:: WORK TO COMPLETE ::
Could you reproduce, without any change, every line from the start of the data down through the line holding "positive clicks: (530, 322) (520, 305)", including that line?

:: SOURCE INFORMATION ::
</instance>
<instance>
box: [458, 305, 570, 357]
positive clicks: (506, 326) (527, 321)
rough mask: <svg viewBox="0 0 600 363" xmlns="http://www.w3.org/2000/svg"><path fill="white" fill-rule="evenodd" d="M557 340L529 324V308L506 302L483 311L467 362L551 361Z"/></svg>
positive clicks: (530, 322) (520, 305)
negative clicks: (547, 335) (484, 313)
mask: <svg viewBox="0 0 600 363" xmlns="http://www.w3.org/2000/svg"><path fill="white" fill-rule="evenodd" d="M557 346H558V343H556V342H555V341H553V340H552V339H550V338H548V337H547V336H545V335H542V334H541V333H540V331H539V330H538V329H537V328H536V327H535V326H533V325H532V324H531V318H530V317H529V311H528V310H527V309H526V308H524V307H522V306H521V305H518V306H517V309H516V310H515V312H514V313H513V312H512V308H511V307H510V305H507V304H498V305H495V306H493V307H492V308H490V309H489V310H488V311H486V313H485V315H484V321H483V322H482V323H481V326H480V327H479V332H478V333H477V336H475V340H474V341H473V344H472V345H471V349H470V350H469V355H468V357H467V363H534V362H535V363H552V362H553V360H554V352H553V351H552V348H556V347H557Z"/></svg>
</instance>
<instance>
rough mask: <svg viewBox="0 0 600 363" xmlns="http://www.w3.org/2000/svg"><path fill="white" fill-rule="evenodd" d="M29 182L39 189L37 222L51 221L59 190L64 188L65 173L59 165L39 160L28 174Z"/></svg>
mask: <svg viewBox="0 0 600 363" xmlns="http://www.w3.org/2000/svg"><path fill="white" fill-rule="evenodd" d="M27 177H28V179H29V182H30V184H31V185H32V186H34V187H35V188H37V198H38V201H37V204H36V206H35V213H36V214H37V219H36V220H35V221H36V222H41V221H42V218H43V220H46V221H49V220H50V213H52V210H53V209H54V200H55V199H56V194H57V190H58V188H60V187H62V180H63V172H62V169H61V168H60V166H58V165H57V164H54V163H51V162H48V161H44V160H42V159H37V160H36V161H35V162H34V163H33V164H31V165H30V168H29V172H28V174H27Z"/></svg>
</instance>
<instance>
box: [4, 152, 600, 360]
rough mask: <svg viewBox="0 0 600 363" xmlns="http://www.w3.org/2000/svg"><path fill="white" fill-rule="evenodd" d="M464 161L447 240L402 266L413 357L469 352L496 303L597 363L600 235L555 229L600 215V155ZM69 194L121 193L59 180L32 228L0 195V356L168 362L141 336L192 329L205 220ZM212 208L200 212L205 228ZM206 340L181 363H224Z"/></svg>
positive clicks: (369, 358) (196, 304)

:: ANSWER TO THIS EXERCISE ::
</instance>
<instance>
box: [458, 305, 570, 357]
positive clicks: (506, 326) (527, 321)
rough mask: <svg viewBox="0 0 600 363" xmlns="http://www.w3.org/2000/svg"><path fill="white" fill-rule="evenodd" d="M557 340L529 324V308L506 302L483 311L467 362L551 361Z"/></svg>
positive clicks: (530, 322) (520, 305)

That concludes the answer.